* About this task
Set down the lines that begin at the top of the records and end with the line containing "Target: bag strap", and drop every picture.

START Data for review

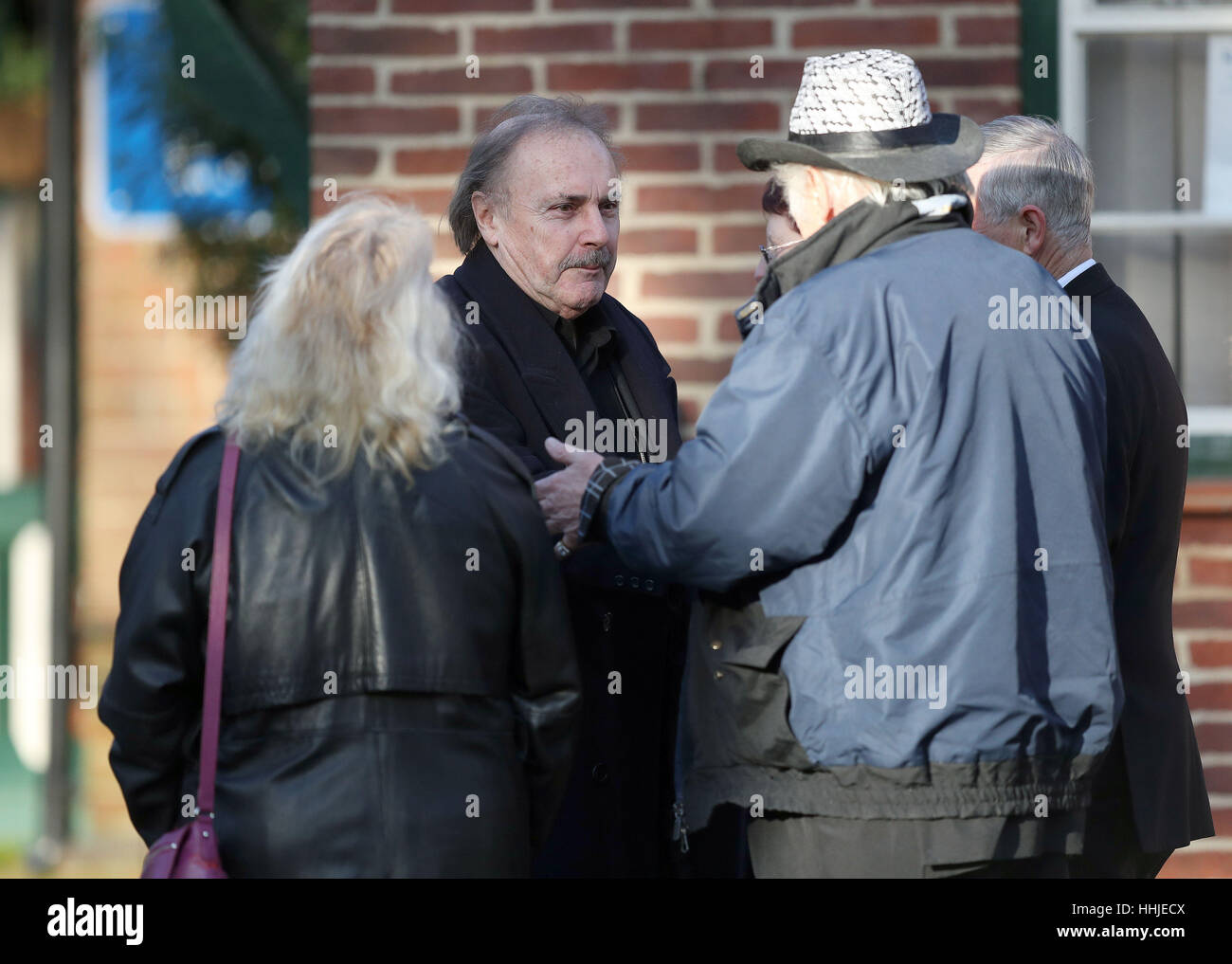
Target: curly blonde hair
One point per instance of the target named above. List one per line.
(350, 335)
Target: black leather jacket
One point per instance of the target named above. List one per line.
(399, 690)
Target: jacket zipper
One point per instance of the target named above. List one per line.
(625, 409)
(680, 831)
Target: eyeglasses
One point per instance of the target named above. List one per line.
(765, 251)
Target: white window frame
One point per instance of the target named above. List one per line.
(1082, 20)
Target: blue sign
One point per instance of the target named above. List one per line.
(146, 175)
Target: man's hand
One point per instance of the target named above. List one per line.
(559, 495)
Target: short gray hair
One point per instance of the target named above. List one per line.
(484, 169)
(1036, 163)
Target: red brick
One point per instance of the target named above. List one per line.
(570, 38)
(698, 35)
(343, 7)
(673, 329)
(698, 283)
(1210, 571)
(444, 246)
(737, 75)
(987, 29)
(1208, 864)
(481, 115)
(383, 119)
(661, 156)
(1205, 497)
(1206, 528)
(390, 41)
(981, 110)
(429, 200)
(1214, 737)
(709, 116)
(615, 4)
(331, 162)
(1203, 614)
(1211, 697)
(969, 72)
(739, 239)
(643, 75)
(698, 370)
(658, 241)
(895, 31)
(455, 81)
(694, 199)
(430, 160)
(462, 7)
(1219, 779)
(343, 81)
(1211, 652)
(728, 331)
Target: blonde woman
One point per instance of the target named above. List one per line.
(399, 684)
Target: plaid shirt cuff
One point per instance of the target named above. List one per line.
(612, 468)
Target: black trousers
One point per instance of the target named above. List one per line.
(1112, 848)
(795, 846)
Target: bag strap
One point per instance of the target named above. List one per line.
(216, 634)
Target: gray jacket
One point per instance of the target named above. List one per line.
(896, 509)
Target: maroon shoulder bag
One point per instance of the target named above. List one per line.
(191, 851)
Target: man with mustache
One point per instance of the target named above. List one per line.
(536, 213)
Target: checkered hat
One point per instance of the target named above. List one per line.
(867, 112)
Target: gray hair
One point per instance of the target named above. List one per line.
(1034, 162)
(484, 169)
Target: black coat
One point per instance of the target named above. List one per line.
(522, 386)
(1145, 493)
(374, 685)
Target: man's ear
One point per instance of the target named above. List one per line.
(1034, 226)
(485, 216)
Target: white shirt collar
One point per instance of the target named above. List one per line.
(1073, 273)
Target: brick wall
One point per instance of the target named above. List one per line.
(394, 110)
(142, 394)
(1203, 626)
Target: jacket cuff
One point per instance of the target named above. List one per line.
(603, 479)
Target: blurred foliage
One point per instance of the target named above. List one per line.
(24, 60)
(230, 253)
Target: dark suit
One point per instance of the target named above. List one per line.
(522, 386)
(1150, 798)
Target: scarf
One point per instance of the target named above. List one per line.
(863, 227)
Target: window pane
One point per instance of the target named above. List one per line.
(1145, 130)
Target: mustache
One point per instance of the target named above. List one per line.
(595, 258)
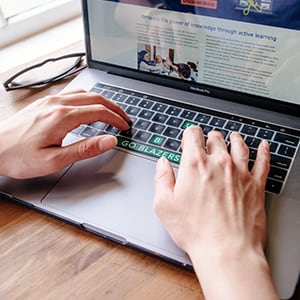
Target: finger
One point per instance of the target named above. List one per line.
(77, 91)
(261, 166)
(215, 142)
(85, 98)
(74, 116)
(164, 185)
(239, 151)
(193, 144)
(86, 148)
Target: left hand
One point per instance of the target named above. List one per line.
(31, 140)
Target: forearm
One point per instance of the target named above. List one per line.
(244, 276)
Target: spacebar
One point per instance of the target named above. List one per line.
(148, 150)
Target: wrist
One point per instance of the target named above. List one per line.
(234, 275)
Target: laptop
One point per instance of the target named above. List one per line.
(221, 64)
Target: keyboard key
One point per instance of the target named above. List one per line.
(280, 161)
(142, 124)
(160, 118)
(273, 186)
(160, 107)
(172, 144)
(120, 97)
(171, 132)
(206, 129)
(187, 124)
(173, 111)
(233, 126)
(132, 110)
(286, 139)
(122, 105)
(187, 114)
(202, 118)
(157, 128)
(146, 104)
(176, 122)
(249, 130)
(128, 133)
(273, 146)
(146, 114)
(89, 131)
(223, 131)
(142, 136)
(78, 129)
(157, 140)
(252, 142)
(152, 151)
(108, 94)
(96, 90)
(265, 134)
(98, 125)
(278, 174)
(287, 150)
(112, 129)
(133, 100)
(218, 122)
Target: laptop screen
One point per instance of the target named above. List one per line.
(249, 48)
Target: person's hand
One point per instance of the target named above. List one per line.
(31, 140)
(214, 210)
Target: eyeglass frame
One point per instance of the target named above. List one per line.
(10, 85)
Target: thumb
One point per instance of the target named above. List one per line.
(164, 185)
(88, 148)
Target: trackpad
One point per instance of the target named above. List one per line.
(114, 192)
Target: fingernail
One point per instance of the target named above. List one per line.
(107, 142)
(266, 144)
(161, 162)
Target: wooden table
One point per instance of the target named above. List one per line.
(44, 258)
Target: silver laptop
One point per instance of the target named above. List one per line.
(223, 65)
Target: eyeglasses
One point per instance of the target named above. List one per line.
(51, 70)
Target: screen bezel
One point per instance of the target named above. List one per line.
(198, 88)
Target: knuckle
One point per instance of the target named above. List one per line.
(85, 150)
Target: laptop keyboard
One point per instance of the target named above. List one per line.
(158, 124)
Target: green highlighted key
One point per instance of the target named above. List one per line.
(148, 150)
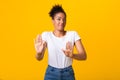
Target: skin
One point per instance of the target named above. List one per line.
(59, 22)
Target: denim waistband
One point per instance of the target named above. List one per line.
(60, 69)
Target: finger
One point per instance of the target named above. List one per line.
(65, 52)
(68, 45)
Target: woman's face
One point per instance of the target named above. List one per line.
(59, 21)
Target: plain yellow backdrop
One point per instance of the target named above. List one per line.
(96, 21)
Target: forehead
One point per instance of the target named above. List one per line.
(60, 15)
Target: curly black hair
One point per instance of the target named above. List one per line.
(56, 9)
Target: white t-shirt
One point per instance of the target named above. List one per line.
(56, 57)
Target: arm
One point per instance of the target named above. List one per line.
(40, 47)
(81, 55)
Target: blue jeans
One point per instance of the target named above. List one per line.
(59, 74)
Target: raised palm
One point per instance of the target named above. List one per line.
(40, 45)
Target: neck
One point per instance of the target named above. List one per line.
(59, 33)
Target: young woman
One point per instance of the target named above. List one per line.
(60, 45)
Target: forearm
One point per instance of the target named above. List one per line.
(39, 56)
(79, 56)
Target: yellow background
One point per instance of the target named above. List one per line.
(96, 21)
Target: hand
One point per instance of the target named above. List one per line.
(40, 45)
(69, 50)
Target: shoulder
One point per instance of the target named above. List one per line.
(72, 32)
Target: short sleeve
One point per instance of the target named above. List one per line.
(76, 36)
(44, 36)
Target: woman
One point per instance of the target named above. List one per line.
(60, 45)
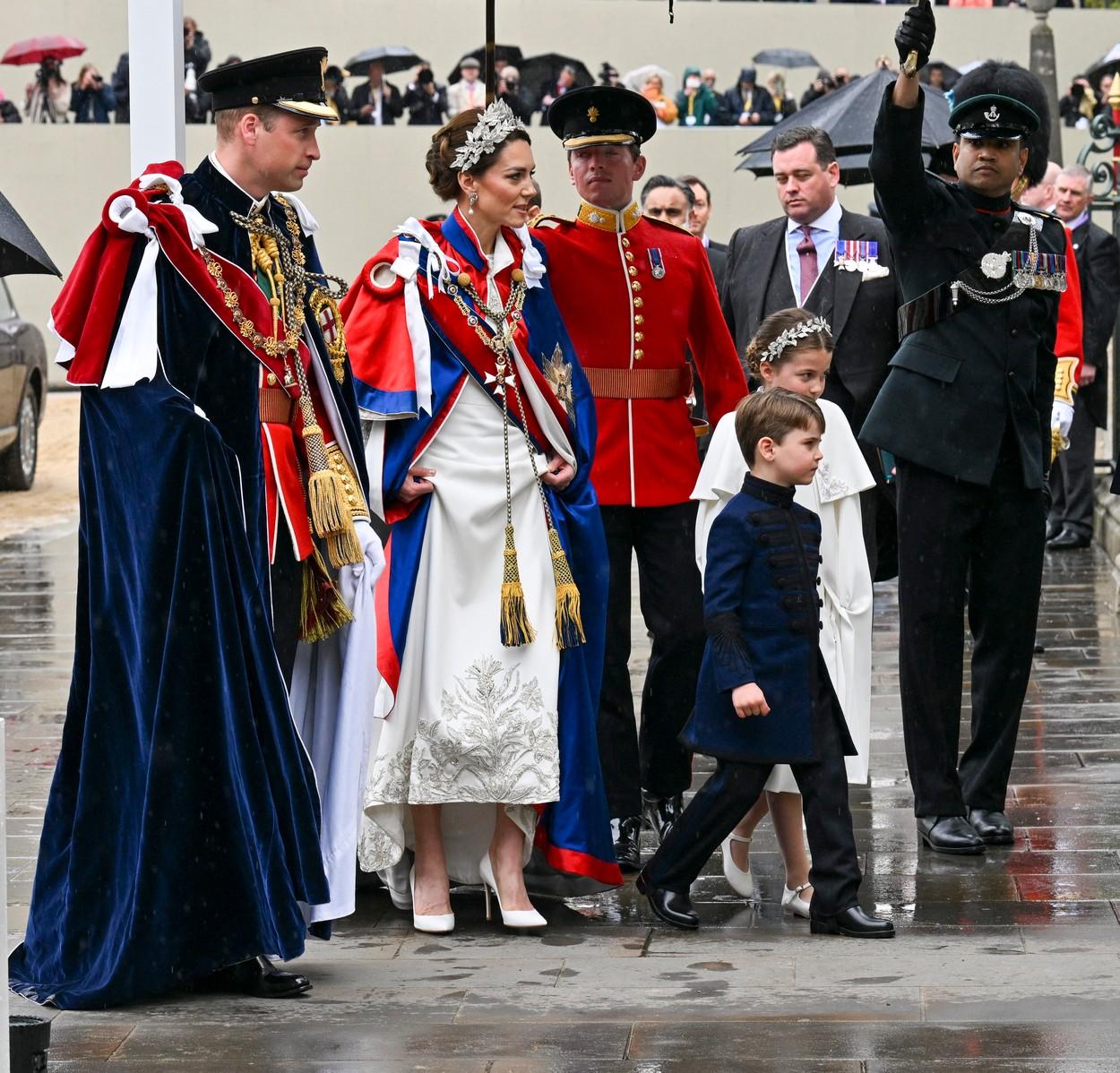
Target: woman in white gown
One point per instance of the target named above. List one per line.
(793, 349)
(482, 434)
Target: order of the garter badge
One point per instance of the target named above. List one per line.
(856, 254)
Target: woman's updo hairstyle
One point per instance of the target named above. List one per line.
(447, 142)
(771, 329)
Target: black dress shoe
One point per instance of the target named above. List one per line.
(661, 813)
(949, 835)
(672, 906)
(1069, 540)
(256, 977)
(854, 923)
(993, 827)
(628, 844)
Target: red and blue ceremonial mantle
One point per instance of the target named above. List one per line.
(411, 352)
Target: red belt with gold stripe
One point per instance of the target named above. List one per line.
(641, 383)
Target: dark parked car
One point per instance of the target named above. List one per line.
(22, 394)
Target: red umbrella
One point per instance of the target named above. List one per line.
(35, 49)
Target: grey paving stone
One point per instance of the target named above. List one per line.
(738, 1000)
(355, 1042)
(888, 1043)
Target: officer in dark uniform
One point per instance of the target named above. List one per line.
(967, 411)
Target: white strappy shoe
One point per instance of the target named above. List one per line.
(793, 901)
(433, 923)
(510, 917)
(740, 881)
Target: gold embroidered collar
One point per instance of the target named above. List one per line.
(607, 219)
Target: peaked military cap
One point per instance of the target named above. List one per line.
(291, 81)
(998, 101)
(603, 116)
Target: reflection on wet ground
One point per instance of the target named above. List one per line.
(1011, 961)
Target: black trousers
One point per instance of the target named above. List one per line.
(663, 539)
(721, 802)
(1072, 475)
(964, 542)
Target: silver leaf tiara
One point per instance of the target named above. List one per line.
(803, 330)
(494, 125)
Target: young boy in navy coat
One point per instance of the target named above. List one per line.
(764, 694)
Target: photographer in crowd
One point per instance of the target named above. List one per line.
(90, 99)
(425, 99)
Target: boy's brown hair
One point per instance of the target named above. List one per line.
(773, 414)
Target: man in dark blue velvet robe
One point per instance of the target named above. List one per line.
(180, 844)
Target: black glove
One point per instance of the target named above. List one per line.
(915, 34)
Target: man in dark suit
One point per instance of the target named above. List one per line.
(376, 102)
(1070, 524)
(836, 263)
(698, 224)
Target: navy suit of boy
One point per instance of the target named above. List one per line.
(762, 617)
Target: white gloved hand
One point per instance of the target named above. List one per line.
(357, 577)
(1061, 419)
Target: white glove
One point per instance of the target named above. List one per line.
(358, 577)
(1061, 419)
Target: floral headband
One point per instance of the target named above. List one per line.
(788, 339)
(494, 125)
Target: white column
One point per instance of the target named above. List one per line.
(156, 76)
(4, 1056)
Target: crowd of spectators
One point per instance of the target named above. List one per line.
(381, 101)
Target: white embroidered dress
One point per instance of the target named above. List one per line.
(846, 578)
(475, 723)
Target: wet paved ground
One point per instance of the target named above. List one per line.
(1006, 962)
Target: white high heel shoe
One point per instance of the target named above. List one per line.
(740, 881)
(510, 917)
(433, 923)
(793, 901)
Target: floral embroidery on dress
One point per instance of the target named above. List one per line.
(831, 486)
(376, 849)
(492, 742)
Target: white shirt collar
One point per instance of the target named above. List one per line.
(258, 202)
(828, 220)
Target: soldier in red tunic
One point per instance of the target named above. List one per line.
(636, 295)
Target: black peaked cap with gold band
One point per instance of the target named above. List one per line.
(603, 116)
(998, 101)
(289, 81)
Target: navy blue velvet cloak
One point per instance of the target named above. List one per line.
(182, 829)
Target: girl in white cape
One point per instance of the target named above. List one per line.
(793, 349)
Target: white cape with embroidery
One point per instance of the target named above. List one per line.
(846, 579)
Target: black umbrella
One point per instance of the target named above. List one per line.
(546, 68)
(503, 55)
(785, 57)
(21, 252)
(949, 73)
(848, 116)
(391, 57)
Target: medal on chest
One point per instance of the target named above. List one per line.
(856, 255)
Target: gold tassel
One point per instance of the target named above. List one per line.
(515, 626)
(343, 548)
(569, 622)
(327, 496)
(323, 609)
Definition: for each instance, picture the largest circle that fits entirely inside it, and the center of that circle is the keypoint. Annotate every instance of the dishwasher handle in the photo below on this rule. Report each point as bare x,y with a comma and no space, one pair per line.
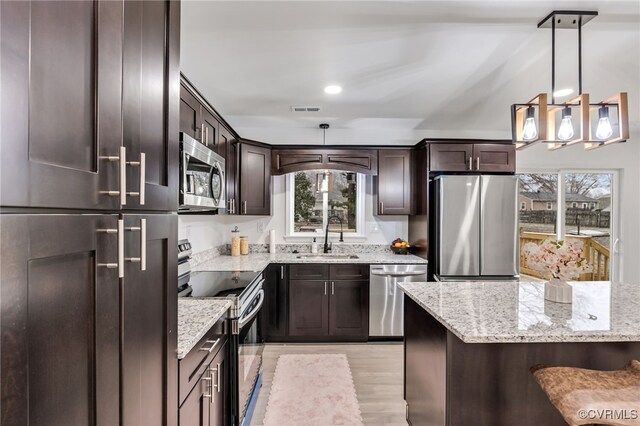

END Data for review

* Finished exercise
Target: curly blonde hair
One point per instance of the target named above. List one per line.
(350, 335)
Target: black leather jacket
One point per instance of the target named above. List one per line.
(399, 690)
Target: jacket zipper
One point per instance of the target named above. List one per line.
(625, 409)
(680, 831)
Target: eyeglasses
One point per instance of the target named above. List one per line.
(765, 251)
Target: white window frame
One point per instance of the target named above. List one per line.
(1082, 20)
Target: blue sign
One point per instance of the target named above. List one per line.
(146, 175)
Target: man's hand
One point per instance of the target named above. List one per line.
(559, 495)
Target: short gray hair
One point per instance of the target named above. List one per line.
(484, 169)
(1036, 163)
Target: red brick
One point per instance of the target named above. List one per line.
(570, 38)
(698, 35)
(343, 7)
(673, 329)
(698, 283)
(1210, 571)
(444, 246)
(737, 75)
(987, 29)
(1208, 864)
(481, 115)
(383, 119)
(661, 156)
(1205, 497)
(1206, 528)
(390, 41)
(981, 110)
(429, 200)
(1214, 737)
(709, 116)
(615, 4)
(331, 162)
(1203, 614)
(1211, 697)
(969, 72)
(739, 239)
(643, 75)
(698, 370)
(658, 241)
(895, 31)
(455, 81)
(694, 199)
(430, 160)
(462, 7)
(1219, 779)
(343, 81)
(1211, 652)
(728, 331)
Target: blonde woman
One point per instance of the target named above. List one per line.
(399, 684)
Target: plaid shirt cuff
One point per instance of the target named above. List one per line.
(612, 468)
Target: black trousers
One point per instance of the target named above. List one per line.
(1112, 848)
(795, 846)
Target: bag strap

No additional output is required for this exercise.